◆ Exercise tasks
1 > Duplicate the passage on tank transporters from "Some tank transports" to "number are produced.".
2 > Summarize the passage on tank transporters in two sentences.
3 > List every word that the passage on tank transporters places directly before the words "recovery vehicles".

[Source passage]

Some tank transports are equipped with winches or cranes to also serve as tank recovery vehicles. Some are armoured recovery vehicles. Tanks are usually deployed in groups, with an equal number of transporters to support them. Recovery vehicles are more complex and more expensive and thus only a limited number are produced.

For similar reasons, tank transporters are rarely armoured to recover tanks under fire, although tracked recovery vehicles frequently are. A rare few have been, such as the M26 "Dragon Wagon" of World War II.

[/Source passage]
[Data for analysis]

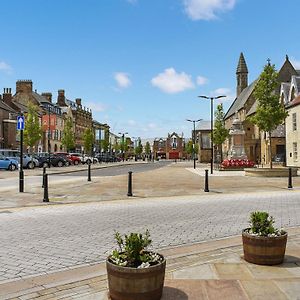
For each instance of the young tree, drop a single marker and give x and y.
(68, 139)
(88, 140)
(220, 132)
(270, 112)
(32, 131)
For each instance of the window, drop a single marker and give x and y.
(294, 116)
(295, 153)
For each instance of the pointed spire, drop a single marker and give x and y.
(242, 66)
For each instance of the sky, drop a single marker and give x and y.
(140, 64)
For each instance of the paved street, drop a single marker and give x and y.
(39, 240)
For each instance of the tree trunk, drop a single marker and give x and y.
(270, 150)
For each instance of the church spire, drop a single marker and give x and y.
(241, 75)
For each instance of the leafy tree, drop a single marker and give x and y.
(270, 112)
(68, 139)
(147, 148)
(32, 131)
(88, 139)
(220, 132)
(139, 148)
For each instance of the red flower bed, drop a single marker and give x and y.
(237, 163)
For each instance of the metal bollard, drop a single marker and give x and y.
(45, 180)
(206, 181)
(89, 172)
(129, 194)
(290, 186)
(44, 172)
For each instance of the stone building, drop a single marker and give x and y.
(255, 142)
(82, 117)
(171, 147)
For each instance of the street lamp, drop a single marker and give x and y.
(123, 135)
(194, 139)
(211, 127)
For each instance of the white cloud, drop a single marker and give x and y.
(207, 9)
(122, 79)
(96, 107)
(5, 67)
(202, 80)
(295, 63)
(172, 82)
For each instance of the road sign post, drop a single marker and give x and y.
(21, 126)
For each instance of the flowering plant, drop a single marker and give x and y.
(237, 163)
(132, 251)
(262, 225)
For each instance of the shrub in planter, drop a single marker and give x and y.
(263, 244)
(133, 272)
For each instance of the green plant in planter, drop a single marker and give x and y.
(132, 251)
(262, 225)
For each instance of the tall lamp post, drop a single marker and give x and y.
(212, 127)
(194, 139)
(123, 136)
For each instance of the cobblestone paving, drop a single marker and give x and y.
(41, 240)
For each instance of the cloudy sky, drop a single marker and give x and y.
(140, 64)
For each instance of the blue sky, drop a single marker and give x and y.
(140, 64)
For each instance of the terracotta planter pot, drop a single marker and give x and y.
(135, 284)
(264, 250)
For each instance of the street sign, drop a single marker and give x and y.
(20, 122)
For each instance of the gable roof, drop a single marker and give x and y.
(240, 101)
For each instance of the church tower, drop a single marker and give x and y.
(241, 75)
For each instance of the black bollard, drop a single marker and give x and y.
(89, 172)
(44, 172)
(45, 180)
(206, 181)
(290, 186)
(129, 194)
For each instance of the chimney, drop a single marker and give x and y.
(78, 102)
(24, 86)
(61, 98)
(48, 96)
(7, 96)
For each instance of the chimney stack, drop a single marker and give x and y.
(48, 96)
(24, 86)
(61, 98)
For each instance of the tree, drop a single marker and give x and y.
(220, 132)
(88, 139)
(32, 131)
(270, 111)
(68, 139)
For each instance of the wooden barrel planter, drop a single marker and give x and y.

[/Data for analysis]

◆ Results of the tasks
1 >
Some tank transports are equipped with winches or cranes to also serve as tank recovery vehicles. Some are armoured recovery vehicles. Tanks are usually deployed in groups, with an equal number of transporters to support them. Recovery vehicles are more complex and more expensive and thus only a limited number are produced.

2 > Some tank transporters carry winches or cranes so they can double as recovery vehicles, and tanks are usually deployed with an equal number of transporters, while the more complex and expensive recovery vehicles are produced only in limited numbers. For similar reasons, tank transporters are rarely armored to recover tanks under fire, unlike tracked recovery vehicles, though a rare few such as the M26 "Dragon Wagon" of World War II were.

3 >
tank
armoured
tracked